▶ [PROBLEM TO SOLVE]
Which lines in the items below contain the word "return"? Pull out each of those lines in full.

▶ [RECORDS FOR THIS EXERCISE]
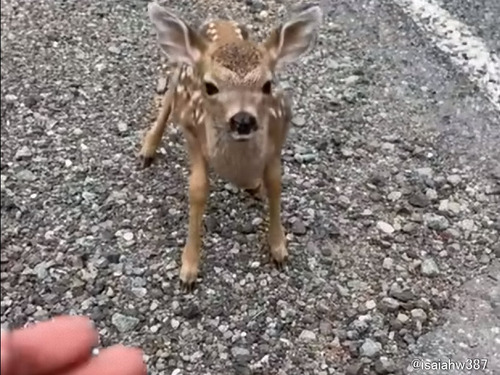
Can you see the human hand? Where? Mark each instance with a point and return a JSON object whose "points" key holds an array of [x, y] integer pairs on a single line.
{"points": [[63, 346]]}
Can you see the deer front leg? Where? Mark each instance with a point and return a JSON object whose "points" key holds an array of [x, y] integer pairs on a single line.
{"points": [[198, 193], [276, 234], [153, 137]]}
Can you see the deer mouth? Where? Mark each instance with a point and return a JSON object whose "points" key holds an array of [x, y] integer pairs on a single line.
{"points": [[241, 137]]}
* * *
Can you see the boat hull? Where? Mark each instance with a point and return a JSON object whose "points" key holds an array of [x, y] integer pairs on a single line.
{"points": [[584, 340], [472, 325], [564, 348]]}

▶ [CORRECT RESPONSE]
Can you see the human hand? Where? Mark each instance with a point and return a JSON object whose "points" key holds an array of [x, y] integer pairs on a single line.
Can you see the deer front leg? Where? Mark each instance with a point and return a JSON object whose "points" key holds an array of [x, y] integer pairs on a single line.
Can you see the deer mouth? Where? Mark each instance with a point and return a JSON object whose "points" key holds an array of [x, y] integer pairs on a single line.
Can you see the boat hull? Where? Mark each instance with a point and return a JSON object whose "points" key holds an array of [x, y] integer pairs on a single line.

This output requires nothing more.